What you should do:
Rewrite all of the data below as a numbered list with one line per entry, omitting any blank lines.

········

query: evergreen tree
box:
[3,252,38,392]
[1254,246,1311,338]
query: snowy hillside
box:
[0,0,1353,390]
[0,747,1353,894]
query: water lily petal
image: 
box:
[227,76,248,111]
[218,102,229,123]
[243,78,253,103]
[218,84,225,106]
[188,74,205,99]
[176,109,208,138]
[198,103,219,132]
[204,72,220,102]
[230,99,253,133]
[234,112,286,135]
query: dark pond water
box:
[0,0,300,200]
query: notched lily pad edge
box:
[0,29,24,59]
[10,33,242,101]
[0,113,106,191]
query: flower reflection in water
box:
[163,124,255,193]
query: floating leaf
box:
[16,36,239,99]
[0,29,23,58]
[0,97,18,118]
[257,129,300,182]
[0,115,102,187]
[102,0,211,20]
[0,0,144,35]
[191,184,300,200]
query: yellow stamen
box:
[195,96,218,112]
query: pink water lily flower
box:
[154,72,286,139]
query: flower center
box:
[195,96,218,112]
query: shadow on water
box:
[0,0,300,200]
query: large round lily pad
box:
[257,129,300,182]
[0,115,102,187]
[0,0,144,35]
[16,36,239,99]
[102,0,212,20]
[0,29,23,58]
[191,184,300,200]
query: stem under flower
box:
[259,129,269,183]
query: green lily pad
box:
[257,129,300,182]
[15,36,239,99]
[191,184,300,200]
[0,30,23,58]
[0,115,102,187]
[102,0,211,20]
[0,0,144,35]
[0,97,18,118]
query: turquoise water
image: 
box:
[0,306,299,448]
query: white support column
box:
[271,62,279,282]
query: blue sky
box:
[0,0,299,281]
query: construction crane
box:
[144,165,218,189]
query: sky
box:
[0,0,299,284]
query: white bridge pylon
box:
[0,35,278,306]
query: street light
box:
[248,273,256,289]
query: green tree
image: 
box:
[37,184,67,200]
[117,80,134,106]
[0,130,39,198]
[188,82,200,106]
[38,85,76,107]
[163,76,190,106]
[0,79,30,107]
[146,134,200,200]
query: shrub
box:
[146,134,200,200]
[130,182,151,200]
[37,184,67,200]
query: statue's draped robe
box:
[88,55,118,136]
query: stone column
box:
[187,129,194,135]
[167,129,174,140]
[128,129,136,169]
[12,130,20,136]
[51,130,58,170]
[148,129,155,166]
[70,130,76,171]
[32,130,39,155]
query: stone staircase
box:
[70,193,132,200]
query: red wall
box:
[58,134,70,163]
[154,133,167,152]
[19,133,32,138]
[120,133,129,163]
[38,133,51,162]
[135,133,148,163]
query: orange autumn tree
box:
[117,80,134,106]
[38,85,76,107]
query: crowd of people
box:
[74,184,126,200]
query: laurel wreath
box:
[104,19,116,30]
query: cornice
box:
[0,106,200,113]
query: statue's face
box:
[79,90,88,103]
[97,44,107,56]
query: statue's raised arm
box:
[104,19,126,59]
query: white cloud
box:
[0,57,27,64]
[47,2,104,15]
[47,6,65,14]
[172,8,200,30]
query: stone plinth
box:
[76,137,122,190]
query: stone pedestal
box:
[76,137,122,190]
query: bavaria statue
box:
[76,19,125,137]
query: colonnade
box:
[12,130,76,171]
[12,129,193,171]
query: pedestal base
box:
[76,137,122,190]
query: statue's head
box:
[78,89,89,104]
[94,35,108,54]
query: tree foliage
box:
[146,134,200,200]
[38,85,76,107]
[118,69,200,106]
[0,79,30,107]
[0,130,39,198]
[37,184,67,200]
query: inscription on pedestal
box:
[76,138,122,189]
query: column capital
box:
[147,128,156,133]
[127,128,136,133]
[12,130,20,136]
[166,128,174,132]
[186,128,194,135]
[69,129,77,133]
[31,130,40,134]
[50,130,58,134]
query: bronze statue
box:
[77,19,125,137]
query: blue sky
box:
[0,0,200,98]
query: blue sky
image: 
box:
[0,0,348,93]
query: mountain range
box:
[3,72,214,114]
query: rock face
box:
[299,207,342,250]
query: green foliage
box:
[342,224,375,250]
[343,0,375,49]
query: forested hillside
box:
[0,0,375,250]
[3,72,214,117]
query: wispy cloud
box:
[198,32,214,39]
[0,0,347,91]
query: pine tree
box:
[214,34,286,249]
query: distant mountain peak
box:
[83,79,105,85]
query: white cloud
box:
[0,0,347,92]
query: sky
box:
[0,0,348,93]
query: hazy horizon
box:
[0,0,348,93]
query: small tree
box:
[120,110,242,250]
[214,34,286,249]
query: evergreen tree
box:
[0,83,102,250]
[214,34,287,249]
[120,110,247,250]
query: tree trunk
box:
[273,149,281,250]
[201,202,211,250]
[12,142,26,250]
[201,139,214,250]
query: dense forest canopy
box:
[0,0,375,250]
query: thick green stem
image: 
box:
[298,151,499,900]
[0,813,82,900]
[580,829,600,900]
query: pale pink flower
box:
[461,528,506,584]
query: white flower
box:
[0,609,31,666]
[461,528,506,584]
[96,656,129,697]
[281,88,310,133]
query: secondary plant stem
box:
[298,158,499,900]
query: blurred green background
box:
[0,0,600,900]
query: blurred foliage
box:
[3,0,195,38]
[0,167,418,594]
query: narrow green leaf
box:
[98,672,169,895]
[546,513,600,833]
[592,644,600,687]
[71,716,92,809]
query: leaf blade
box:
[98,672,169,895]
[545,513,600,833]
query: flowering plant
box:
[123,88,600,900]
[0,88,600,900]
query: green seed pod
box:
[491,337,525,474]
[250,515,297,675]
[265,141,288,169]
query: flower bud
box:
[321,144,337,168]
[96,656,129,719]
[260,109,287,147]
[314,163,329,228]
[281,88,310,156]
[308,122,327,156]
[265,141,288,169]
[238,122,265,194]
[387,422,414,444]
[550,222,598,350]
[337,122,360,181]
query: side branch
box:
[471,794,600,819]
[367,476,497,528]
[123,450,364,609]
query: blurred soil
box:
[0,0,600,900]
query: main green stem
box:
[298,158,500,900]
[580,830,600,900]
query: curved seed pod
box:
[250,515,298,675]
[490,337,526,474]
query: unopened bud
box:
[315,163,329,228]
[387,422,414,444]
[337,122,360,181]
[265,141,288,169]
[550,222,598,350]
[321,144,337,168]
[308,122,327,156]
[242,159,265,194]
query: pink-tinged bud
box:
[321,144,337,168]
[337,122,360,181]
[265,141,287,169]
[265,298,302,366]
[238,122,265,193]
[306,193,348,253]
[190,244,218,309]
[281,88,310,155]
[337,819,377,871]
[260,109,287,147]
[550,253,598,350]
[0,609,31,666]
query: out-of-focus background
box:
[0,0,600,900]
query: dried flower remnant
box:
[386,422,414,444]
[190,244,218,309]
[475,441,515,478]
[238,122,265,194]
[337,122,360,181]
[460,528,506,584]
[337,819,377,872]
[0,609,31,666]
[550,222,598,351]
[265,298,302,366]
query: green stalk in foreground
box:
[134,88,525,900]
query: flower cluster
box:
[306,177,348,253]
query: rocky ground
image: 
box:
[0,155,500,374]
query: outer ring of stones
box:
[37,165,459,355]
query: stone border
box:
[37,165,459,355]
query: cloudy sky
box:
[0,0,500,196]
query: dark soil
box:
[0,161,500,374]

········

Output:
1. query: evergreen tree
2. box:
3. [3,252,38,392]
4. [1254,246,1311,338]
5. query: snowy hillside
6. box:
7. [0,0,1353,390]
8. [0,747,1353,894]
9. query: water lily petal
10. image: 
11. box:
12. [227,76,248,111]
13. [218,102,229,123]
14. [243,78,253,103]
15. [218,84,225,106]
16. [188,74,205,99]
17. [176,109,208,138]
18. [198,103,219,132]
19. [204,72,220,102]
20. [230,99,253,133]
21. [234,112,286,135]
22. query: dark pond water
23. box:
24. [0,0,300,200]
25. query: notched lily pad edge
26. box:
27. [0,29,24,59]
28. [10,33,242,101]
29. [0,113,106,191]
30. query: flower reflection in water
31. box:
32. [163,124,255,193]
33. query: floating leaf
34. box:
35. [16,36,239,99]
36. [0,29,23,58]
37. [0,97,18,118]
38. [257,129,300,182]
39. [0,115,102,187]
40. [102,0,211,20]
41. [0,0,144,35]
42. [191,184,300,200]
43. query: yellow stamen
44. box:
45. [195,96,218,112]
46. query: pink water lily flower
47. box:
48. [154,72,286,139]
49. query: flower center
50. box:
51. [195,96,218,112]
52. query: shadow on water
53. box:
54. [0,0,300,200]
55. query: large round lily pad
56. box:
57. [257,129,300,182]
58. [0,115,102,187]
59. [0,0,144,35]
60. [16,36,239,99]
61. [102,0,212,20]
62. [0,29,23,58]
63. [191,184,300,200]
64. query: stem under flower
65. box:
66. [259,129,269,183]
67. query: green lily pad
68. box:
69. [257,129,300,182]
70. [15,36,239,99]
71. [191,184,300,200]
72. [0,30,23,58]
73. [0,115,102,187]
74. [102,0,211,20]
75. [0,0,144,35]
76. [0,97,18,118]
77. query: turquoise water
78. image: 
79. box:
80. [0,306,299,448]
81. query: white support column
82. box:
83. [271,62,279,282]
84. query: blue sky
85. box:
86. [0,0,299,281]
87. query: construction crane
88. box:
89. [144,165,218,189]
90. query: sky
91. box:
92. [0,0,299,284]
93. query: white bridge pylon
94. box:
95. [0,35,278,306]
96. query: street light
97. box:
98. [248,273,256,289]
99. query: green tree
100. image: 
101. box:
102. [37,184,67,200]
103. [117,80,134,106]
104. [0,130,39,198]
105. [188,82,200,106]
106. [38,85,76,107]
107. [163,76,190,106]
108. [0,79,30,107]
109. [146,134,200,200]
110. query: shrub
111. box:
112. [146,134,200,200]
113. [130,182,151,200]
114. [37,184,67,200]
115. query: statue's draped robe
116. box:
117. [88,55,118,136]
118. query: stone column
119. box:
120. [187,129,194,135]
121. [167,129,174,140]
122. [128,129,136,169]
123. [12,130,20,136]
124. [51,130,58,170]
125. [148,129,155,166]
126. [70,130,76,171]
127. [32,130,39,155]
128. query: stone staircase
129. box:
130. [70,193,132,200]
131. query: red wall
132. box:
133. [58,134,70,163]
134. [154,133,167,152]
135. [19,133,32,138]
136. [120,133,129,163]
137. [38,133,51,162]
138. [135,133,148,163]
139. query: orange autumn tree
140. box:
141. [117,80,134,106]
142. [38,85,76,107]
143. query: crowd of people
144. box:
145. [74,184,126,200]
146. query: laurel wreath
147. box:
148. [104,19,116,30]
149. query: cornice
150. box:
151. [0,106,200,113]
152. query: statue's face
153. box:
154. [79,90,88,103]
155. [97,44,107,56]
156. query: statue's raised arm
157. box:
158. [104,19,126,59]
159. query: white cloud
160. box:
161. [0,57,27,64]
162. [47,2,104,15]
163. [47,6,65,14]
164. [172,8,200,30]
165. query: stone plinth
166. box:
167. [76,137,122,190]
168. query: stone pedestal
169. box:
170. [76,137,122,190]
171. query: bavaria statue
172. box:
173. [76,19,125,137]
174. query: colonnade
175. box:
176. [12,130,76,171]
177. [12,129,193,171]
178. query: pedestal base
179. box:
180. [76,137,122,190]
181. query: statue's head
182. box:
183. [78,89,89,104]
184. [94,35,108,54]
185. query: tree foliage
186. box:
187. [146,134,200,200]
188. [38,85,76,107]
189. [118,69,200,106]
190. [0,79,30,107]
191. [0,130,39,198]
192. [37,184,67,200]
193. query: inscription on pedestal
194. box:
195. [76,138,122,189]
196. query: column capital
197. box:
198. [147,128,156,133]
199. [127,128,136,133]
200. [12,130,20,136]
201. [166,128,174,132]
202. [186,128,194,135]
203. [69,129,77,133]
204. [31,130,40,134]
205. [50,130,58,134]
206. query: bronze statue
207. box:
208. [77,19,125,137]
209. query: blue sky
210. box:
211. [0,0,200,98]
212. query: blue sky
213. image: 
214. box:
215. [0,0,348,93]
216. query: mountain range
217. box:
218. [3,72,214,114]
219. query: rock face
220. box:
221. [299,207,342,250]
222. query: green foliage
223. box:
224. [342,224,375,250]
225. [343,0,375,49]
226. query: forested hillside
227. box:
228. [0,0,375,250]
229. [3,72,214,117]
230. query: wispy cloud
231. box:
232. [198,32,214,39]
233. [0,0,347,91]
234. query: pine tree
235. box:
236. [214,34,286,249]
237. query: distant mountain peak
238. box:
239. [83,79,105,85]
240. query: white cloud
241. box:
242. [0,0,347,92]
243. query: sky
244. box:
245. [0,0,348,93]
246. query: hazy horizon
247. box:
248. [0,0,348,93]
249. query: small tree
250. box:
251. [120,110,242,250]
252. [214,34,286,249]
253. query: evergreen tree
254. box:
255. [0,83,102,250]
256. [214,34,287,249]
257. [120,110,247,250]
258. query: tree trunk
259. box:
260. [273,149,281,250]
261. [201,202,211,250]
262. [12,142,26,250]
263. [201,139,214,250]
264. query: dense forest canopy
265. box:
266. [0,0,375,250]
267. query: thick green stem
268. image: 
269. box:
270. [298,151,499,900]
271. [0,813,82,900]
272. [580,829,600,900]
273. query: pale pink flower
274. box:
275. [461,528,506,584]
276. query: white flower
277. box:
278. [0,609,31,666]
279. [461,528,506,584]
280. [96,656,129,697]
281. [281,88,310,133]
282. query: secondary plant stem
283. box:
284. [298,158,499,900]
285. query: blurred green background
286. box:
287. [0,0,600,900]
288. query: blurred foliage
289. box:
290. [3,0,195,38]
291. [0,167,418,594]
292. query: narrow green leaf
293. box:
294. [98,672,169,895]
295. [546,513,600,833]
296. [592,644,600,687]
297. [71,716,92,809]
298. query: leaf blade
299. box:
300. [98,672,169,895]
301. [545,513,600,833]
302. query: flowering plant
303. box:
304. [123,88,600,900]
305. [0,88,600,900]
306. query: green seed pod
307. box:
308. [491,337,525,474]
309. [250,515,297,675]
310. [265,141,288,169]
311. query: flower bud
312. box:
313. [321,144,337,168]
314. [96,656,129,719]
315. [260,109,287,147]
316. [314,163,329,228]
317. [281,88,310,156]
318. [308,122,327,156]
319. [265,141,288,169]
320. [238,122,265,194]
321. [387,422,414,444]
322. [550,222,598,350]
323. [337,122,360,181]
324. query: side branch
325. box:
326. [471,794,600,819]
327. [367,476,497,528]
328. [123,450,364,609]
329. query: blurred soil
330. box:
331. [0,0,600,900]
332. query: main green stem
333. box:
334. [298,158,500,900]
335. [580,830,600,900]
336. query: curved seed pod
337. box:
338. [250,515,298,675]
339. [490,337,526,474]
340. query: unopened bud
341. box:
342. [315,163,329,228]
343. [387,422,414,444]
344. [337,122,360,181]
345. [265,141,288,169]
346. [550,222,598,350]
347. [321,144,337,168]
348. [308,122,327,156]
349. [242,159,265,194]
350. query: pink-tinged bud
351. box:
352. [321,144,337,168]
353. [337,122,360,181]
354. [265,141,287,169]
355. [265,298,302,366]
356. [238,122,265,193]
357. [306,193,348,253]
358. [190,244,218,309]
359. [281,88,310,155]
360. [337,819,377,871]
361. [260,109,287,147]
362. [550,253,598,350]
363. [0,609,31,666]
364. query: out-of-focus background
365. box:
366. [0,0,600,900]
367. query: dried flower remnant
368. box:
369. [386,422,414,444]
370. [190,244,218,309]
371. [475,441,515,478]
372. [238,122,265,194]
373. [337,122,360,181]
374. [460,528,506,584]
375. [337,819,377,872]
376. [0,609,31,666]
377. [550,222,598,351]
378. [265,298,302,366]
379. query: green stalk in foreground
380. box:
381. [134,88,525,900]
382. query: flower cluster
383. box:
384. [306,177,348,253]
385. query: rocky ground
386. image: 
387. box:
388. [0,155,500,374]
389. query: outer ring of stones
390. box:
391. [37,165,459,355]
392. query: stone border
393. box:
394. [37,165,459,355]
395. query: cloudy sky
396. box:
397. [0,0,500,196]
398. query: dark soil
399. box:
400. [0,161,500,374]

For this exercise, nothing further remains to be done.